◆ **READING PASSAGE**:
Stephanie P.
asked • 10/16/20What is the equation of the line that passes through (-3, 2) and is parallel to the graphed equation?
Hello, Stephanie,
I don't see the "graphed equation," nor any y= mx + b that would allow a calculation.
A parallel line would have the same slope, m. So your new line would be y = mx +b1, where b1 can be calculated after you have the slope, since we know (-3,2):
2 = m(-3) + b1
(You have the one place the line crosses, so put those values in the equation with the same slope, m, and then calculate b1.

(Data items)
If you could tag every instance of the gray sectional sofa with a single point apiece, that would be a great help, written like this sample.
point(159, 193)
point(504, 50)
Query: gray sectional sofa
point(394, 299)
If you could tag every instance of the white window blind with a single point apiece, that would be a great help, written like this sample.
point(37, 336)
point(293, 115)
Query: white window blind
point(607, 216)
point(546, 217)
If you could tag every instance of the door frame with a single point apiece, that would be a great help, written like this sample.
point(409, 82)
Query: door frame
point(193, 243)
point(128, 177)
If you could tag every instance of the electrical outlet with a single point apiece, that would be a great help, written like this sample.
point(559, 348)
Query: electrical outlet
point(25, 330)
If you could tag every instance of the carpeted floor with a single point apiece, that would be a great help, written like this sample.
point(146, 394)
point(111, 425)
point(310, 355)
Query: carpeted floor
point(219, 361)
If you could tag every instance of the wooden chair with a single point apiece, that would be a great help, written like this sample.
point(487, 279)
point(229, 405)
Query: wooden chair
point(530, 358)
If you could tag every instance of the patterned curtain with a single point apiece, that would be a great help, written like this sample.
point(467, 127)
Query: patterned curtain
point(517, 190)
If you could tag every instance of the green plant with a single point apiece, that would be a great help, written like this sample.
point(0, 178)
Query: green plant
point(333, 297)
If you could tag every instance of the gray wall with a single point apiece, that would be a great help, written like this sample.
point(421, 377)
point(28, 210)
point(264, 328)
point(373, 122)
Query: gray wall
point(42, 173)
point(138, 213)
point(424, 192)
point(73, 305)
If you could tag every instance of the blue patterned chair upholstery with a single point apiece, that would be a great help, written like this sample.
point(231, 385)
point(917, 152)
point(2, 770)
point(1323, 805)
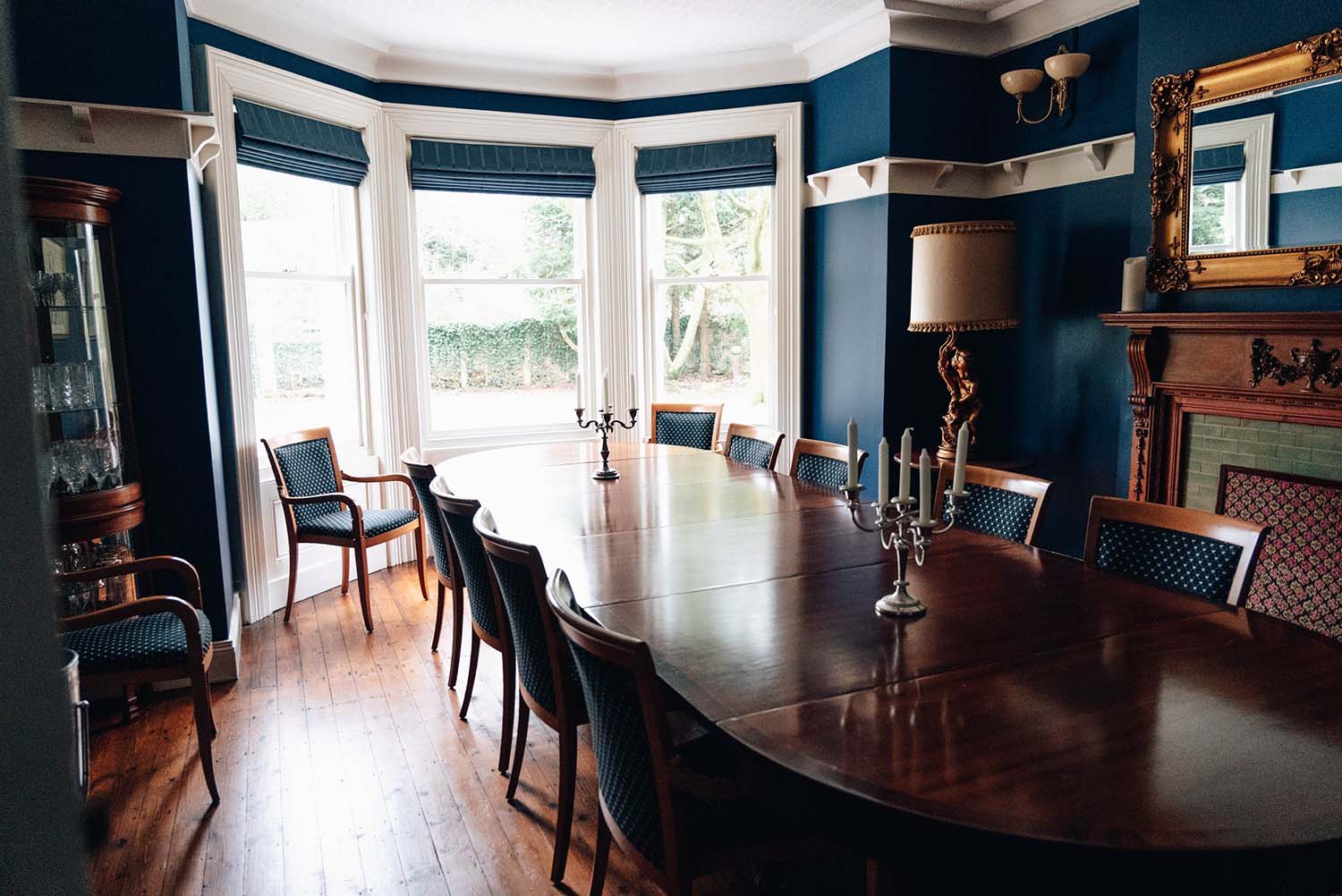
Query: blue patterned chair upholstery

◆ **GIVEN PROBLEM**:
Extend the forum thread about finding a line through (-3, 2) parallel to a graphed equation, starting right after its last sentence.

◆ **TASK OUTPUT**:
Bob
Bakar B. answered • 10/16/20
Practical, Experienced Math, Science, Language and Test Prep Tutor
Stephanie, can you post an image of the graphed equation? Your final result should be an equation with the same slope as the graphed line, and which also satisfies the condition f(-3) = 2
Assuming the graphed equation is linear, you can use the point-slope or slope-intercept methods to find the slope of the graphed equation:
Choose two points on the graph (x1, y1,) and (x2, y2) to find the slope:
slope = m = (y2 - y1) / (x2 - x1)
then substitute m and the point values (-3, 2,) into the point-slope formula for (xp, yp).
y - yp = m*(x - (xp)
y - 2 = m*(x - (-3)) = m*(x + 3);, distribute m to each value inside parentheses (x+3)
y -2 = m*x + 3*m, add 2 to each side of the equation for your result
y = m*x + 3*m +2
OR
use slope-intercept and substitute the values of (-3, 2,) for x and y respectively to find the value of b
y = m*x + b
2 = m*(-3) + b, where b = 3*m + 2 (same result as above)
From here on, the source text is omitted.